### REQUIREMENTS
1. From the passage on presidential eligibility, return word for word the stretch from "The purpose of" through "practices representative democracy.".
2. In the passage on presidential eligibility, which two cases are said to confirm the definition of a "natural born Citizen"?

### EXTRACTED TEXT
....................

Barack Obama, being born to a non-U.S. “citizen” father, if born in Hawaii,
is only a Fourteenth Amendment “citizen of the United States” from the time of
his birth in 1961, but not an Article II “natural born Citizen.” It simply
is not humanly possible for Obama to be a “Citizen of the United States, at the
time of the Adoption of this Constitution” which was 1787. Under Article II, he
must therefore be a “natural born Citizen” if he wants to be eligible to be
President. But under the well-settled definition of a “natural born Citizen” as
confirmed by both Minor and Wong Kim Ark, Obama is not a “natural born
Citizen.” Hence,
being neither a “natural born Citizen” nor a “Citizen of the United States, at
the time of the Adoption of this Constitution,” Obama is not constitutionally
eligible under Article II to be President and Commander in Chief of the
Military.
Should we as a nation be concerned that Obama is not a “natural born
Citizen?” First, the “natural born Citizen” clause is part of the supreme
law of the land which can be changed only by constitutional amendment. Second,
The Founders and Framers understood that a nation’s first duty is
self-preservation and survival. The Founders and Framers had personally
witnessed the power and influence of oppression from abroad. They inserted
the “natural born Citizen” clause into presidential eligibility to assure that
the nation’s civil and military leader would be forever freed from such
influence and be attached from birth to the new American republican ideals and
values of life, liberty, and property. Indeed, the “natural-born citizen”
clause was designed to assure that the President and Commander in Chief of the
Military would be born and presumably be raised by his or her parents with
unwavering allegiance only to the United States.
The purpose of the
clause was to make sure that the President served only the interests of the
American people and not, whether done consciously or unconsciously, those of
some foreign nation or interest, however defined. Third, the United
States is a constitutional republic which practices representative democracy.
This means that the people, who are the ultimate sovereigns and who hold the
ultimate power over their own destinies and pursuit of happiness, have given
part of that power to representatives who will govern over them for the purpose
of providing the people the most protection possible. The “natural born
Citizen” clause is intended to give the people as best it can assurance that
their President will act in their best interests. Being a requirement of
presidential eligibility involving allegiance and citizenship, it is a national
security measure. It is both inclusive and exclusive in absolute terms. The
“natural born Citizen” clause therefore provides strong protection to our
nation’s republican and democratic form of government. It provides protection from
monarchial, foreign, and radical influence, in whatever forms they may take.

....................

### SOURCE MATERIAL
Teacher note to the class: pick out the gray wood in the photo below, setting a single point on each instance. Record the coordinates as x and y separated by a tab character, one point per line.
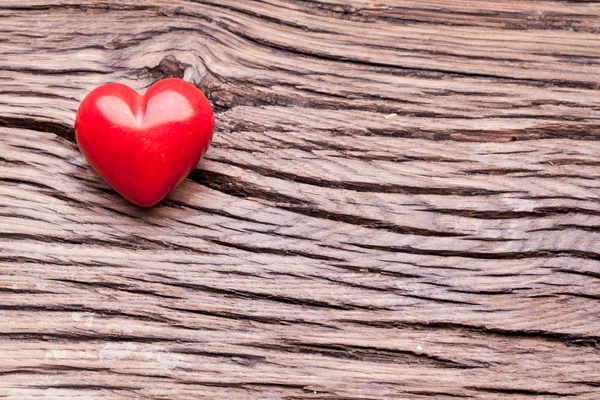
401	202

....................

### SOLUTIONS TO THE PROBLEMS
1.
The purpose of the
clause was to make sure that the President served only the interests of the
American people and not, whether done consciously or unconsciously, those of
some foreign nation or interest, however defined. Third, the United
States is a constitutional republic which practices representative democracy.

2. Minor and Wong Kim Ark